▸ **Dataset records**:
****************

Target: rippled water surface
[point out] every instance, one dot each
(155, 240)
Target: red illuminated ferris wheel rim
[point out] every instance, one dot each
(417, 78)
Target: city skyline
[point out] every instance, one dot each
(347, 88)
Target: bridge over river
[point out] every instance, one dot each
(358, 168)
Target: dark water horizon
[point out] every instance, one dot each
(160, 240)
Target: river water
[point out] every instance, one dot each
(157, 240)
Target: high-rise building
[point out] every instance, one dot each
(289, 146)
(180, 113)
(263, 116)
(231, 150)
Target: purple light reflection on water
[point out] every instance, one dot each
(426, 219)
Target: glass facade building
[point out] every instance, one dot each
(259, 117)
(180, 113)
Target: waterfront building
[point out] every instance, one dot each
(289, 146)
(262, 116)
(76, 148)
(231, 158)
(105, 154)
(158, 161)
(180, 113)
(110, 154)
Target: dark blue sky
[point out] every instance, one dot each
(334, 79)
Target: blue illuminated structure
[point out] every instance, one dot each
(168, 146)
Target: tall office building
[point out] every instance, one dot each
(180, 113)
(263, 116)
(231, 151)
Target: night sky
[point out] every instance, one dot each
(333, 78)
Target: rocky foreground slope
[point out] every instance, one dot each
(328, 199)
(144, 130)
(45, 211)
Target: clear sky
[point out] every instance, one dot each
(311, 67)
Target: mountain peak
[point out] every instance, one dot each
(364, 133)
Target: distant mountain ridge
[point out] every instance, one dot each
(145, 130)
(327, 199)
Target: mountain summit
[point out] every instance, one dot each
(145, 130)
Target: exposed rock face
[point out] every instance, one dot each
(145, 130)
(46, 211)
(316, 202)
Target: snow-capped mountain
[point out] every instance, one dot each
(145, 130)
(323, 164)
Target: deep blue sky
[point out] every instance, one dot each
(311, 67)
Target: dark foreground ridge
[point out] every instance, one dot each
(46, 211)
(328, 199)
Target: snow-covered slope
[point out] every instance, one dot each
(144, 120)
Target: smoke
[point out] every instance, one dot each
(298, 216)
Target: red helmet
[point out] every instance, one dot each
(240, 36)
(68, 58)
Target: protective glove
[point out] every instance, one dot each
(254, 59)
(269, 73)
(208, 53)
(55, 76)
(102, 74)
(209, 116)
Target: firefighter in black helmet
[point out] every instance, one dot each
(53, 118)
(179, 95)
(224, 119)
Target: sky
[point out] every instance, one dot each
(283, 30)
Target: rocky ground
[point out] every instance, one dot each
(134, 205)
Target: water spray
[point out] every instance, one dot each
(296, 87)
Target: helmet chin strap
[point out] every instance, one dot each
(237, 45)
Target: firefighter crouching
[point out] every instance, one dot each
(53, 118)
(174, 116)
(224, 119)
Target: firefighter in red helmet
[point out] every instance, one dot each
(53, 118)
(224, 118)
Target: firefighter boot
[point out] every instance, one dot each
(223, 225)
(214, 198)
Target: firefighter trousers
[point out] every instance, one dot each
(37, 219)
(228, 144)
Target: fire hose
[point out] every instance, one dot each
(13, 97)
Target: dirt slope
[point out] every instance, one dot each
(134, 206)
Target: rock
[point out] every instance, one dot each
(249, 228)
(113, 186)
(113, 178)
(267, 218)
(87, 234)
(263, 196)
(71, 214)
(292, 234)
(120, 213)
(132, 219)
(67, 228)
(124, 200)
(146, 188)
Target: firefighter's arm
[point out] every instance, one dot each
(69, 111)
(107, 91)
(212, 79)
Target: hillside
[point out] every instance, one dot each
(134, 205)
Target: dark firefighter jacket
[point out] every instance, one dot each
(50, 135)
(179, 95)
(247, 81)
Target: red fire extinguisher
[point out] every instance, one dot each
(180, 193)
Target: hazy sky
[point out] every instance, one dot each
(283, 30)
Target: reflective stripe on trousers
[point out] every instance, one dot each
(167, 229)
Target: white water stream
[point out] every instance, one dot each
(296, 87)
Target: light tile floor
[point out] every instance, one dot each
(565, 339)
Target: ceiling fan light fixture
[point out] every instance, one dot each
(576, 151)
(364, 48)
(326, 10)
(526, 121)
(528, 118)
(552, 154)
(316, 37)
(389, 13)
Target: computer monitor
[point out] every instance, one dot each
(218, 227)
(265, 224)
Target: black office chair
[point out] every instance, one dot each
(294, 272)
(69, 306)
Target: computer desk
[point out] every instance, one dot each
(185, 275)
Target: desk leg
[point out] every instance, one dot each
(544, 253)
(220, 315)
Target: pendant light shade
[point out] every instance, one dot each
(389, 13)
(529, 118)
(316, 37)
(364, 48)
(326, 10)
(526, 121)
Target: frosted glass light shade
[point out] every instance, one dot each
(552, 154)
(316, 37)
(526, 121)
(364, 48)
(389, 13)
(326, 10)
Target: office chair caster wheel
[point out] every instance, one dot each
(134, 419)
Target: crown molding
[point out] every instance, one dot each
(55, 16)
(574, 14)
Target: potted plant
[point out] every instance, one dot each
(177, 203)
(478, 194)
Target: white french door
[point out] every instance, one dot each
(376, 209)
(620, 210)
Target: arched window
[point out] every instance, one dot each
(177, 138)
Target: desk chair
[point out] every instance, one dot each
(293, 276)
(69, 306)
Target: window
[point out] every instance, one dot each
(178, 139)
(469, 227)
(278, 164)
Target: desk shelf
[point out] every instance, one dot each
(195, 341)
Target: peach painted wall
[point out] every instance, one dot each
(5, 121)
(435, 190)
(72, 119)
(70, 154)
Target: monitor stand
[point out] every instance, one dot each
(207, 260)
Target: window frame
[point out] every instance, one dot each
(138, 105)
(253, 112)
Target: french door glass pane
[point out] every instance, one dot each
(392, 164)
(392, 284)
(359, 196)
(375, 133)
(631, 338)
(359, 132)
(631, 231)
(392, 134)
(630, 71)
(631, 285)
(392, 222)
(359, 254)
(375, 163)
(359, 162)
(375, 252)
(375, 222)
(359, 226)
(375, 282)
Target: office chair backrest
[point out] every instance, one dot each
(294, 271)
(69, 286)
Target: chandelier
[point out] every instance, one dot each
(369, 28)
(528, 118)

****************

▸ **Exercise**: Format every line of the listing above as a JSON array of strings, one string per line, leaving out blank lines.

▸ **Full output**:
[
  "Target: rippled water surface",
  "[point out] every instance, one dot each",
  "(155, 240)",
  "Target: red illuminated ferris wheel rim",
  "[point out] every instance, one dot each",
  "(417, 78)",
  "Target: city skyline",
  "[point out] every instance, one dot each",
  "(347, 88)",
  "Target: bridge over river",
  "[point out] every instance, one dot each",
  "(358, 168)",
  "Target: dark water horizon",
  "[point out] every instance, one dot each",
  "(160, 240)",
  "Target: river water",
  "[point out] every instance, one dot each",
  "(157, 240)",
  "Target: high-rise building",
  "[point out] every instance, one dot each",
  "(289, 146)",
  "(180, 113)",
  "(263, 116)",
  "(231, 150)",
  "Target: purple light reflection on water",
  "[point out] every instance, one dot each",
  "(426, 219)",
  "Target: glass facade building",
  "[point out] every instance, one dot each",
  "(259, 117)",
  "(180, 113)",
  "Target: waterfront building",
  "[point out] every instance, one dot each",
  "(289, 146)",
  "(262, 116)",
  "(76, 148)",
  "(231, 158)",
  "(105, 154)",
  "(158, 161)",
  "(180, 113)",
  "(110, 154)",
  "Target: dark blue sky",
  "[point out] every instance, one dot each",
  "(334, 79)",
  "Target: blue illuminated structure",
  "[point out] every instance, one dot each",
  "(168, 146)",
  "Target: tall office building",
  "[point out] every instance, one dot each",
  "(180, 113)",
  "(263, 116)",
  "(231, 151)",
  "Target: night sky",
  "[point out] every instance, one dot each",
  "(333, 78)",
  "Target: rocky foreground slope",
  "[point out] every instance, one dot each",
  "(328, 199)",
  "(144, 130)",
  "(45, 211)",
  "Target: clear sky",
  "[point out] every instance, one dot each",
  "(311, 67)",
  "Target: mountain peak",
  "[point out] every instance, one dot each",
  "(364, 133)",
  "Target: distant mountain ridge",
  "[point out] every instance, one dot each",
  "(145, 130)",
  "(327, 199)",
  "Target: mountain summit",
  "[point out] every instance, one dot each",
  "(145, 130)",
  "Target: exposed rock face",
  "[point out] every instance, one dot each",
  "(145, 130)",
  "(46, 211)",
  "(316, 202)",
  "Target: snow-capped mountain",
  "[point out] every instance, one dot each",
  "(145, 130)",
  "(323, 164)",
  "Target: deep blue sky",
  "[point out] every instance, one dot each",
  "(311, 67)",
  "Target: dark foreground ridge",
  "[point out] every instance, one dot each",
  "(46, 211)",
  "(328, 199)",
  "Target: snow-covered slope",
  "[point out] every instance, one dot each",
  "(144, 120)",
  "Target: smoke",
  "[point out] every instance, one dot each",
  "(298, 216)",
  "Target: red helmet",
  "[point out] every instance, one dot each",
  "(240, 36)",
  "(68, 58)",
  "Target: protective glove",
  "[point out] every instance, one dot each",
  "(254, 59)",
  "(269, 73)",
  "(208, 53)",
  "(55, 76)",
  "(102, 74)",
  "(209, 116)",
  "Target: firefighter in black helmet",
  "[point out] every instance, one dot each",
  "(53, 118)",
  "(179, 95)",
  "(224, 119)",
  "Target: sky",
  "[point out] every instance, one dot each",
  "(283, 30)",
  "Target: rocky ground",
  "[point out] every instance, one dot each",
  "(134, 205)",
  "Target: water spray",
  "[point out] every instance, one dot each",
  "(296, 87)",
  "Target: helmet chin strap",
  "[point out] every instance, one dot each",
  "(237, 45)",
  "Target: firefighter crouching",
  "[point out] every instance, one dot each",
  "(53, 118)",
  "(174, 116)",
  "(224, 119)",
  "Target: firefighter in red helmet",
  "[point out] every instance, one dot each",
  "(53, 118)",
  "(224, 118)",
  "Target: firefighter boot",
  "[point out] every instance, one dot each",
  "(223, 225)",
  "(214, 198)",
  "Target: firefighter trousers",
  "[point out] every instance, one dot each",
  "(37, 219)",
  "(228, 144)",
  "Target: fire hose",
  "[point out] every instance, one dot each",
  "(13, 97)",
  "Target: dirt slope",
  "[point out] every instance, one dot each",
  "(134, 206)",
  "Target: rock",
  "[point out] every instance, one dot each",
  "(249, 228)",
  "(113, 186)",
  "(113, 178)",
  "(267, 218)",
  "(87, 234)",
  "(263, 196)",
  "(71, 214)",
  "(292, 234)",
  "(120, 213)",
  "(132, 219)",
  "(67, 228)",
  "(124, 200)",
  "(146, 188)",
  "Target: firefighter's arm",
  "[point out] every instance, one dot each",
  "(69, 111)",
  "(107, 91)",
  "(212, 79)",
  "Target: hillside",
  "[point out] every instance, one dot each",
  "(134, 205)",
  "Target: dark firefighter jacket",
  "[point out] every instance, one dot each",
  "(50, 135)",
  "(179, 95)",
  "(247, 81)",
  "Target: red fire extinguisher",
  "[point out] every instance, one dot each",
  "(180, 193)",
  "Target: hazy sky",
  "[point out] every instance, one dot each",
  "(283, 30)",
  "Target: reflective stripe on trousers",
  "[point out] every instance, one dot each",
  "(167, 229)",
  "Target: white water stream",
  "[point out] every instance, one dot each",
  "(296, 87)",
  "Target: light tile floor",
  "[point out] every instance, one dot each",
  "(565, 339)",
  "Target: ceiling fan light fixture",
  "[point out] every instance, one dot each",
  "(576, 151)",
  "(364, 48)",
  "(326, 10)",
  "(526, 121)",
  "(528, 118)",
  "(552, 154)",
  "(316, 37)",
  "(389, 13)",
  "Target: computer monitor",
  "[point out] every instance, one dot each",
  "(218, 227)",
  "(265, 224)",
  "Target: black office chair",
  "[point out] every instance, one dot each",
  "(294, 272)",
  "(69, 306)",
  "Target: computer desk",
  "[point out] every instance, one dot each",
  "(185, 275)",
  "Target: desk leg",
  "[point out] every instance, one dot each",
  "(544, 253)",
  "(220, 315)",
  "Target: pendant light shade",
  "[point out] every instance, one dot each",
  "(389, 13)",
  "(529, 118)",
  "(316, 37)",
  "(364, 48)",
  "(326, 10)",
  "(526, 121)",
  "Target: frosted glass light shade",
  "[point out] every instance, one dot each",
  "(552, 154)",
  "(316, 37)",
  "(526, 121)",
  "(364, 48)",
  "(389, 13)",
  "(326, 10)",
  "Target: office chair caster wheel",
  "[point out] every instance, one dot each",
  "(134, 419)",
  "Target: crown molding",
  "[point out] every instance, one dot each",
  "(55, 16)",
  "(574, 14)",
  "Target: potted plant",
  "[point out] every instance, one dot each",
  "(177, 203)",
  "(478, 194)",
  "Target: white french door",
  "[point out] every instance, one dot each",
  "(376, 209)",
  "(620, 210)",
  "Target: arched window",
  "[point out] every instance, one dot each",
  "(177, 138)",
  "Target: desk chair",
  "[point out] every instance, one dot each",
  "(293, 276)",
  "(69, 306)",
  "Target: window",
  "[point out] every instance, one dot each",
  "(178, 139)",
  "(469, 227)",
  "(278, 164)",
  "Target: desk shelf",
  "[point out] every instance, one dot each",
  "(195, 341)",
  "Target: peach painted wall",
  "[point out] every instance, one dot each",
  "(5, 121)",
  "(435, 190)",
  "(72, 119)",
  "(70, 154)",
  "Target: monitor stand",
  "[point out] every instance, one dot each",
  "(207, 260)",
  "Target: window frame",
  "[point out] every instance, one dot each",
  "(138, 105)",
  "(253, 112)",
  "Target: french door glass pane",
  "[point out] every instance, one dot each",
  "(392, 164)",
  "(392, 284)",
  "(359, 196)",
  "(375, 133)",
  "(631, 338)",
  "(359, 132)",
  "(631, 231)",
  "(392, 134)",
  "(630, 71)",
  "(631, 285)",
  "(392, 222)",
  "(359, 254)",
  "(375, 163)",
  "(359, 162)",
  "(375, 252)",
  "(375, 222)",
  "(359, 226)",
  "(375, 282)",
  "Target: office chair backrest",
  "[point out] every instance, one dot each",
  "(294, 271)",
  "(69, 286)",
  "Target: chandelier",
  "[point out] every instance, one dot each",
  "(369, 28)",
  "(528, 118)"
]